How to complete this task:
The number of lines holding the string "array" is all that is wanted; count them in the records below.

Exercise data:
::::::::

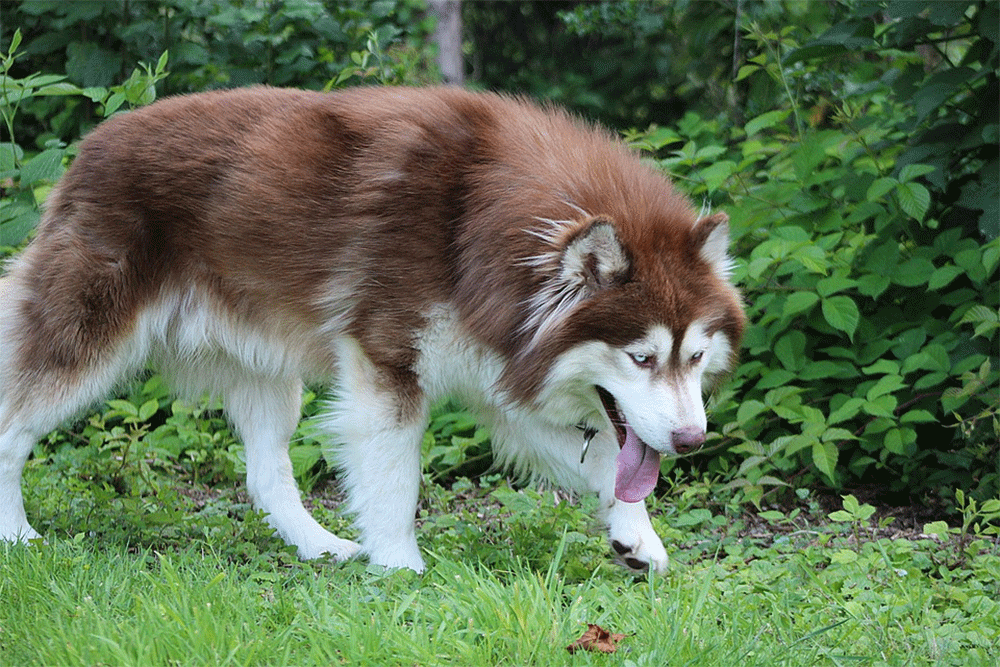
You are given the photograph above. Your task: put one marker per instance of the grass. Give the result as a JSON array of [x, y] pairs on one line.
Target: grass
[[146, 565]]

::::::::

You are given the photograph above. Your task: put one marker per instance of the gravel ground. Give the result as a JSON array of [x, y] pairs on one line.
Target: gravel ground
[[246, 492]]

::::::::

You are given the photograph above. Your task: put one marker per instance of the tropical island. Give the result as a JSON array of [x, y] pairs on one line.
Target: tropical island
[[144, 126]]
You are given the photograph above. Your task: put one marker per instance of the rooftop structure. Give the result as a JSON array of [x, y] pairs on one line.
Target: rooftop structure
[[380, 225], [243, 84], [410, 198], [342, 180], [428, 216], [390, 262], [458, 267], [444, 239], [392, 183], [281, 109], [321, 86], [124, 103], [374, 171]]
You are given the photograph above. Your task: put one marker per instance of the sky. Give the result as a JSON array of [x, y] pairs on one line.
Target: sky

::::::::

Answer for the task:
5